▸ **PASSAGE**

+--

High-Efficiency Methane Production via Electrochemical CO2 Reduction in Aqueous Bicarbonate Systems
Viktoria Golovanova a, Cornelius Obasanjo b, Guorui Gao b, Jackson Crane b, F. Pelayo García de Arquer a, Cao-Thang Dinh b
a ICFO - Institut de Ciències Fotòniques, The Barcelona Institute of Science and Technology, 08860, Castelldefels, Spain
b Department of Chemical Engineering, Queen’s University, Kingston, ON K7L 3N6, Canada
Materials for Sustainable Development Conference (MATSUS)
Proceedings of MATSUS Spring 2024 Conference (MATSUS24)
#MatInter - Materials and Interfaces for emerging electrocatalytic reactions
Barcelona, Spain, 2024 March 4th - 8th
Organizers: Marta Costa Figueiredo and María Escudero-Escribano
Oral, Viktoria Golovanova, presentation 227
DOI: https://doi.org/10.29363/nanoge.matsus.2024.227
Publication date: 18th December 2023

The urgent need for large-scale renewable energy storage and carbon mitigation strategies calls for efficient methods of converting carbon dioxide (CO­­2) into valuable hydrocarbon fuels1. Among these, methane (CH4) holds particular promise due to its high energy density and compatibility with existing infrastructure. Electrochemical CO2 reduction (CO2R) to CH4 offers a direct pathway to decarbonize natural gas, but practical applications require high current densities, selectivity, and energy efficiency [1,2].

+--

▸ **DATA LISTING**
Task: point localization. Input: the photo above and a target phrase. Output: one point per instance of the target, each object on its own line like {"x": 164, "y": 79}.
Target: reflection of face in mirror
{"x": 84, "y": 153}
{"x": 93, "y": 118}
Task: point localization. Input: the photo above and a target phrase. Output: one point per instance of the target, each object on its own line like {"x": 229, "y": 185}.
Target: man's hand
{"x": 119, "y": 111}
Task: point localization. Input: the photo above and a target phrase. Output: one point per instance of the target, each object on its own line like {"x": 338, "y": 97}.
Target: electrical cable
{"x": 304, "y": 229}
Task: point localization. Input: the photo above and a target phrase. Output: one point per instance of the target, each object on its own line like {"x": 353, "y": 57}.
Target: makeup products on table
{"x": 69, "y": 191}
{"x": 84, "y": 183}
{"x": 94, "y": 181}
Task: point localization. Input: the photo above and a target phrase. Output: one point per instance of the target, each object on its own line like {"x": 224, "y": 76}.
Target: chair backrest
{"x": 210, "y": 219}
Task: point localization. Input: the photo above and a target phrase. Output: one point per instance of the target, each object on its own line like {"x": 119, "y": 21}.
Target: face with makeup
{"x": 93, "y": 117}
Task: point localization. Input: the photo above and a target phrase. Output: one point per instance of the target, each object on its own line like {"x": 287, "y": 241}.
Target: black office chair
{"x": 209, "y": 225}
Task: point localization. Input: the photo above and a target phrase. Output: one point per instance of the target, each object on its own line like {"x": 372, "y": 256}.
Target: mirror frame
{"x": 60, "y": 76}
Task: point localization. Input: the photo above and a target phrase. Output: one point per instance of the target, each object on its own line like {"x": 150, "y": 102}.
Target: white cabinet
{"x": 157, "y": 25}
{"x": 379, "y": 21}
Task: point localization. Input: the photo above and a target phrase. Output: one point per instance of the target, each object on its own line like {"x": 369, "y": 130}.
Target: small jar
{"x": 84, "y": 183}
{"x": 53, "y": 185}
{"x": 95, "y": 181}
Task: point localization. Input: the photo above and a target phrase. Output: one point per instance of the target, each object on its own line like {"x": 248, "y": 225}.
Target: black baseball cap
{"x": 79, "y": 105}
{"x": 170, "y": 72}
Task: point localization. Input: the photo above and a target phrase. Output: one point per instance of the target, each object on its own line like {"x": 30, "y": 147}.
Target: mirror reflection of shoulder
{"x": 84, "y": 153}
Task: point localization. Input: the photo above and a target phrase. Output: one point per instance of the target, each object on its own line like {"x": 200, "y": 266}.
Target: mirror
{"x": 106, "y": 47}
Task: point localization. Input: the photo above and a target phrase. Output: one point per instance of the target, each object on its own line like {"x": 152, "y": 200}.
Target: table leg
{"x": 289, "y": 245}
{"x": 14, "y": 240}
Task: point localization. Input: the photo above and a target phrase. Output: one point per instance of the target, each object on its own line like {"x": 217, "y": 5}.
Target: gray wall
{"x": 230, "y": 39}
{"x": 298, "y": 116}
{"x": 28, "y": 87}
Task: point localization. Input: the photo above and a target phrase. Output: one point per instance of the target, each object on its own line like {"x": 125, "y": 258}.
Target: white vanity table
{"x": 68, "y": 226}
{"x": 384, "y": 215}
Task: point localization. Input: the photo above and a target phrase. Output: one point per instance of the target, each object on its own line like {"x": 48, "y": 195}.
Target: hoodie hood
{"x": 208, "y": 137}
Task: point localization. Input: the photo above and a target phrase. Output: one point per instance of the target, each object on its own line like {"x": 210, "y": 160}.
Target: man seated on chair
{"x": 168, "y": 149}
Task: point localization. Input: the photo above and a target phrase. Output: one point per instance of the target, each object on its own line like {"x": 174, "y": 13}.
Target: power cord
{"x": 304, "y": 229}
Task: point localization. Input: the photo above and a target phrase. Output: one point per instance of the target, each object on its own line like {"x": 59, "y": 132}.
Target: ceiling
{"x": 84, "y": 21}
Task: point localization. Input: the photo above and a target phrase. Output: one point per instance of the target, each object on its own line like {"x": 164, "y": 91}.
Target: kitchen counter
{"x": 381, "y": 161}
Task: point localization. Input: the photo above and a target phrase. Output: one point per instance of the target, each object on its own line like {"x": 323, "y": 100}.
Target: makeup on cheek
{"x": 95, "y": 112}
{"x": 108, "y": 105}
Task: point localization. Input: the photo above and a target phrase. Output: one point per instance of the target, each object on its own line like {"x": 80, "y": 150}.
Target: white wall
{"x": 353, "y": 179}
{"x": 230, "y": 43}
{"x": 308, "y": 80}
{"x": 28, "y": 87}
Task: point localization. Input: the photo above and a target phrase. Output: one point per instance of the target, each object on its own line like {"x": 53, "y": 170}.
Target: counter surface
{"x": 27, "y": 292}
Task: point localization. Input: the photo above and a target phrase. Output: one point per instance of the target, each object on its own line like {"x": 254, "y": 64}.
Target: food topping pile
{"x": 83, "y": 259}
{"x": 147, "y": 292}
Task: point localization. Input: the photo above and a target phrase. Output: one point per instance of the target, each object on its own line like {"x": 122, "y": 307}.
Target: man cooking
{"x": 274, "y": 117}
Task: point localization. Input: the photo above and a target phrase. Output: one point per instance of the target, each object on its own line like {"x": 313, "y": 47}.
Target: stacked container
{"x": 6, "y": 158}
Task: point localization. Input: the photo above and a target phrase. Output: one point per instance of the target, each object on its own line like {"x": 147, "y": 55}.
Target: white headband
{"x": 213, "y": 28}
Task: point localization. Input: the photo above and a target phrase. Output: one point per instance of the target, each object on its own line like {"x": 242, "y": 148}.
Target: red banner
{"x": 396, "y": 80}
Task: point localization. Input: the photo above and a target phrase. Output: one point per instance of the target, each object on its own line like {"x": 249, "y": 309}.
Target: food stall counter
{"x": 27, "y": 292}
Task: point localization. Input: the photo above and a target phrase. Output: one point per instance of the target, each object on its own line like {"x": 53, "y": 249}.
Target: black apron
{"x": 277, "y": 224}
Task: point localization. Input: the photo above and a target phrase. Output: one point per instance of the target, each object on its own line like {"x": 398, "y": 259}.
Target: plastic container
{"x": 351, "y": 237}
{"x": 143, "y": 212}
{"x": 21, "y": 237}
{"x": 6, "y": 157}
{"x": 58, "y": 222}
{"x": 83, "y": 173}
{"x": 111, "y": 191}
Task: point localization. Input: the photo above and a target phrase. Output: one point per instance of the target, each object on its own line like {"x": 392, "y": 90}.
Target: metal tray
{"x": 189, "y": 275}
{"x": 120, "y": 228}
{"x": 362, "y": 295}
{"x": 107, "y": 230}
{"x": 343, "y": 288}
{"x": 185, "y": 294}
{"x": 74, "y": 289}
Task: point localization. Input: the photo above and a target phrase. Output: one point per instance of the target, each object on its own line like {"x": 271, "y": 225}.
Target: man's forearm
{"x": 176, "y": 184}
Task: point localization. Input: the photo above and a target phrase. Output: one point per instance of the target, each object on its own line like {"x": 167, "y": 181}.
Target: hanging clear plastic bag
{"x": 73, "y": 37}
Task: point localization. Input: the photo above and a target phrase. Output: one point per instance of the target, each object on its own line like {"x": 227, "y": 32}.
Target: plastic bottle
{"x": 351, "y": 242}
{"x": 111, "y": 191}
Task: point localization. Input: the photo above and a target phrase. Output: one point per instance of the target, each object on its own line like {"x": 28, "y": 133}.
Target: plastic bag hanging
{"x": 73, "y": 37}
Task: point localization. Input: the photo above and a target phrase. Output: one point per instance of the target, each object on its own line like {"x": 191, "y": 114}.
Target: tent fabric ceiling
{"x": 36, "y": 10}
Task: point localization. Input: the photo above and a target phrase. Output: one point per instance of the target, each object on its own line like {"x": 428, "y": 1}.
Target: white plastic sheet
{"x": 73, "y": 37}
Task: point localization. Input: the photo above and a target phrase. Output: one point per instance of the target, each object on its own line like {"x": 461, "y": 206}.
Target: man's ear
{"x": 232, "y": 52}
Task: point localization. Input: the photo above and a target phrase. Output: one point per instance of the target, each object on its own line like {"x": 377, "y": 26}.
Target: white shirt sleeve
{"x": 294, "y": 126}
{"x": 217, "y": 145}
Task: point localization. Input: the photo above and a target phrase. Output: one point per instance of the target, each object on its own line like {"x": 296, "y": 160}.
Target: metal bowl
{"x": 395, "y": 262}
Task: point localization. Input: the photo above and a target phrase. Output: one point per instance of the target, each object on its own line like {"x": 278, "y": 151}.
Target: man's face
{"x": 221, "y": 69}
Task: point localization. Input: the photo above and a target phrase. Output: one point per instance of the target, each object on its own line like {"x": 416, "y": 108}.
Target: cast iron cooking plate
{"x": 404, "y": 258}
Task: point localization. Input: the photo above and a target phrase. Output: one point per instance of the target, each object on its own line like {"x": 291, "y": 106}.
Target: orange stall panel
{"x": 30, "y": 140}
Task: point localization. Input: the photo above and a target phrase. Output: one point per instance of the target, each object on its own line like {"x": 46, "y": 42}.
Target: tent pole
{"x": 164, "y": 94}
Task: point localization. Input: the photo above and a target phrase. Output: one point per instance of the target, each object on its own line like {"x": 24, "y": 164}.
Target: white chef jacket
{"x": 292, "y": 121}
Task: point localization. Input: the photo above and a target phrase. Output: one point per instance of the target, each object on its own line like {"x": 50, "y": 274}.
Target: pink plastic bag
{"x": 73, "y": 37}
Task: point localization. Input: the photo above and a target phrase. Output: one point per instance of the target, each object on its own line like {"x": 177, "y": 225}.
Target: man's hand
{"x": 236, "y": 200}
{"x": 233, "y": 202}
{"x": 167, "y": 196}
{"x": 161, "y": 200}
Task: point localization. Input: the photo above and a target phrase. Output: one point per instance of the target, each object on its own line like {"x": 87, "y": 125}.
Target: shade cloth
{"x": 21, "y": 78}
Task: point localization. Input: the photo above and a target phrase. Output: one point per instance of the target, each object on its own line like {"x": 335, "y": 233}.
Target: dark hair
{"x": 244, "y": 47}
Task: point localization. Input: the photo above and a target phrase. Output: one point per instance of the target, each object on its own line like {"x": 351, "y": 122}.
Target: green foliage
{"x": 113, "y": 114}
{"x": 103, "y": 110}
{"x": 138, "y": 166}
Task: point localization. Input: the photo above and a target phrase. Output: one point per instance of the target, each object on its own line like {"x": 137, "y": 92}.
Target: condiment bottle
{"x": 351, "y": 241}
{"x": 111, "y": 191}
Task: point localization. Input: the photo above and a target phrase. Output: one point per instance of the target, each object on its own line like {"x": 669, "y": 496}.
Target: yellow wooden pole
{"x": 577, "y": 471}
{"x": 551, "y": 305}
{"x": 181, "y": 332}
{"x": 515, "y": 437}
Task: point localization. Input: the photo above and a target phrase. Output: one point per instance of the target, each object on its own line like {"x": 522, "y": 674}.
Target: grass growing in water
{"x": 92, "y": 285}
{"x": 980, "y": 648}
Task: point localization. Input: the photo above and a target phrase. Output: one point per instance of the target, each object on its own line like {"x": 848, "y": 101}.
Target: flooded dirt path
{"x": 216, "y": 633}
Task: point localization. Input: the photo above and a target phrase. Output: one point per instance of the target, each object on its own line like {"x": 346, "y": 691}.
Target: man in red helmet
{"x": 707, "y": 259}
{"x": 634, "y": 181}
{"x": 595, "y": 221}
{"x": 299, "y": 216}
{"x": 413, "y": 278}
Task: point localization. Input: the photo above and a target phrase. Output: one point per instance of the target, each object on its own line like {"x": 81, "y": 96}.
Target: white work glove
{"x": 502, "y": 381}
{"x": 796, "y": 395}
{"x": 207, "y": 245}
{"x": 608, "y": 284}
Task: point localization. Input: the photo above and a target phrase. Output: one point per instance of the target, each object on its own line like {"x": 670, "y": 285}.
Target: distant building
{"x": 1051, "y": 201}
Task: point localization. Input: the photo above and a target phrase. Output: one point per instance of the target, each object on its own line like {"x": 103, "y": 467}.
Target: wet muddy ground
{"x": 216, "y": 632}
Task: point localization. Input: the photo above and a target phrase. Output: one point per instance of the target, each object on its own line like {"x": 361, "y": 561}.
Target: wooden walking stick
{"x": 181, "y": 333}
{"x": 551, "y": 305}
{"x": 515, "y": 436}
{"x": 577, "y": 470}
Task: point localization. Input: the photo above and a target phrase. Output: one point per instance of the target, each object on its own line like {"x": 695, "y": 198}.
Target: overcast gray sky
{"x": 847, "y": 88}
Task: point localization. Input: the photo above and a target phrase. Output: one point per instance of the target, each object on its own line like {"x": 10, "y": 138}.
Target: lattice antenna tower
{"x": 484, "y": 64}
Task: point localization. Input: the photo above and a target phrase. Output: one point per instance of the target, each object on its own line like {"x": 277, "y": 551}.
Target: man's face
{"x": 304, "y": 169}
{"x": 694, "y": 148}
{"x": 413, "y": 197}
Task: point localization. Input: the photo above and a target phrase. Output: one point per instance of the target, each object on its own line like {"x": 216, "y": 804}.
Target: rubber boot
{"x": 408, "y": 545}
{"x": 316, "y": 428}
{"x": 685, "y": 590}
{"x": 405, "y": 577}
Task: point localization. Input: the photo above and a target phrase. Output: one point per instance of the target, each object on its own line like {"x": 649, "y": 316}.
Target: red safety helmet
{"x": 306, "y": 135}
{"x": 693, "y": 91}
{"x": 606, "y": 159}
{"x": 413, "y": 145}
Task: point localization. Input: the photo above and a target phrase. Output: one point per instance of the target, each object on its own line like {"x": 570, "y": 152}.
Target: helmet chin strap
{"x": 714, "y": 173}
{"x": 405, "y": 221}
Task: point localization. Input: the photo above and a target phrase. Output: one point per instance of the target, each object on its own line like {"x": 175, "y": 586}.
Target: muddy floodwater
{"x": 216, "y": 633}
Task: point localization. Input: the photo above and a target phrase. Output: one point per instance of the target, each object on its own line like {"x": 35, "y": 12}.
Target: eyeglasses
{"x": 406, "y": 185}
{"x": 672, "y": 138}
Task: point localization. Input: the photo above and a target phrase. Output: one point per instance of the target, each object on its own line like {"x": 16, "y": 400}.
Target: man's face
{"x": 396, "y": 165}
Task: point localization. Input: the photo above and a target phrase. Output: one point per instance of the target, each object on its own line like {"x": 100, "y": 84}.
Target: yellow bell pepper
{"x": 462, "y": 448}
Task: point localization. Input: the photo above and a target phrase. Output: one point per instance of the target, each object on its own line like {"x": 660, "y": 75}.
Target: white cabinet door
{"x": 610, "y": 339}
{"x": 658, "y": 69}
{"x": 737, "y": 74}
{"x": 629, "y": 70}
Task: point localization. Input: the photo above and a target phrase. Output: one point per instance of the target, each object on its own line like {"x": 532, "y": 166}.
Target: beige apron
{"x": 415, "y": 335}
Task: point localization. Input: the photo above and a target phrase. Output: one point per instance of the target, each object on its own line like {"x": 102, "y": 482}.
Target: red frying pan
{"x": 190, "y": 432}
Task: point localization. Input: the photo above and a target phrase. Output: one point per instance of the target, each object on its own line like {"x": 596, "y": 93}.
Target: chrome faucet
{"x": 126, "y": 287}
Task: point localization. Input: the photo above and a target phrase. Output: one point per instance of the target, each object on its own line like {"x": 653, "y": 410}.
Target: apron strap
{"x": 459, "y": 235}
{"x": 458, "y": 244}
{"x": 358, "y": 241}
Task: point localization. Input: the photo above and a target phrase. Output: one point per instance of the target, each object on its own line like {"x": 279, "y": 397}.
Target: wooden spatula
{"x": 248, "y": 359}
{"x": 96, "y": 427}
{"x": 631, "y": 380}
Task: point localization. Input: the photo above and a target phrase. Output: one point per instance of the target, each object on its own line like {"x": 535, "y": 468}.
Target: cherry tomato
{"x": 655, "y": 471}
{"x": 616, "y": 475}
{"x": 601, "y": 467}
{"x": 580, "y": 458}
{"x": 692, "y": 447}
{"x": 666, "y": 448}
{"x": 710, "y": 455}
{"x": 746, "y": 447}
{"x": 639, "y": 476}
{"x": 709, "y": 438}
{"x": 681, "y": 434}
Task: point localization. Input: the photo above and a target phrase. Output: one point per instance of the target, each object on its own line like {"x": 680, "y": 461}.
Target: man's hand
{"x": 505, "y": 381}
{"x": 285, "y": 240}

+--

▸ **TO-DO LIST**
a) List every author of the methane production abstract whose affiliation is the Department of Chemical Engineering at Queen’s University.
b) Write a continuation of the methane production abstract, starting after its final sentence.

▸ **RESULTS FOR THE EXERCISE**
a) Cornelius Obasanjo, Guorui Gao, Jackson Crane, Cao-Thang Dinh

b)
In this study, we present a novel approach to enhance CH4 production via CO2R in aqueous bicarbonate systems [3]. Our research addresses the limitations of previous systems and introduces a paradigm shift in CO2 electroreduction. We leverage the benefits of large-pore Cu electrodes, which facilitate the transport of dissolved CO2 and promote efficient bicarbonate conversion into CO2. This architectural innovation results in high local CO2 concentrations crucial for CH4 selectivity.

Furthermore, we introduce an in-situ Cu activation strategy achieved through alternating current operation. This activation method not only generates, but also maintains a highly selective Cu catalyst surface, favoring CH4 production over hydrogen evolution. Our aqueous-fed system achieves remarkable CH4 Faradaic efficiencies, exceeding 70% across a wide current density range (100–750 mA cm-2), and maintains stability for at least 12 hours at 500 mA cm-2.

Importantly, our system also demonstrates the highest CH4 product concentration, compared to previous CO2-to-CH4 systems. These findings open new avenues for the large-scale production of CH4 via CO2R, with implications for renewable energy storage and the reduction of greenhouse gas emissions. We believe our innovative approach paves the way for practical and sustainable CH4 production from CO2, contributing to the global effort to combat climate change.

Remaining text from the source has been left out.